┌─ Dataset records

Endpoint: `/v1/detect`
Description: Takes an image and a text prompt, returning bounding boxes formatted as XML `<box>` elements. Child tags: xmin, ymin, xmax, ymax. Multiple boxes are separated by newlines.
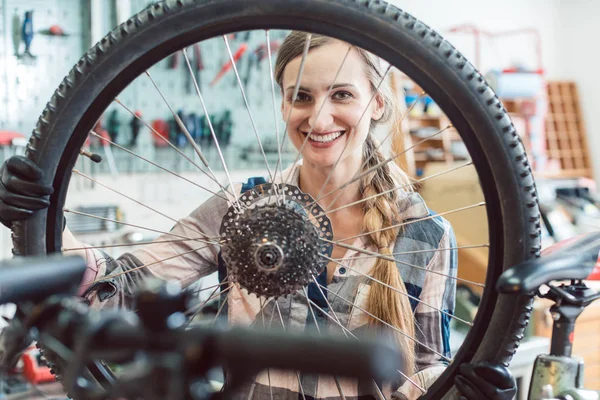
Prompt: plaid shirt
<box><xmin>79</xmin><ymin>164</ymin><xmax>457</xmax><ymax>400</ymax></box>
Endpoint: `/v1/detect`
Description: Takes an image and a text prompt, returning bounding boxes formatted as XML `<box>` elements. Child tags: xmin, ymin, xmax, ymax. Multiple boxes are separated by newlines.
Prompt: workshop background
<box><xmin>0</xmin><ymin>0</ymin><xmax>600</xmax><ymax>398</ymax></box>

└─

**Stated goal:**
Repeat every line of the entries above word for word, leaving out the pictures.

**Answer to the problem:**
Endpoint: `/v1/detect`
Description: Takes an image and a text prompt, returning bounding boxes formatted as XML `<box>` elements. Child tags: xmin, ymin, xmax, ymax. Multiple boxes are separated by newlines.
Prompt: plaid shirt
<box><xmin>79</xmin><ymin>164</ymin><xmax>457</xmax><ymax>400</ymax></box>
Endpoint: `/v1/detect`
Description: Takes an image and a text prompt, returning bounding boxes formatted as XML `<box>` elements. Child tags: xmin, ymin, xmax, ymax. Multiple boxes are separated by newlines.
Prompt: workshop background
<box><xmin>0</xmin><ymin>0</ymin><xmax>600</xmax><ymax>398</ymax></box>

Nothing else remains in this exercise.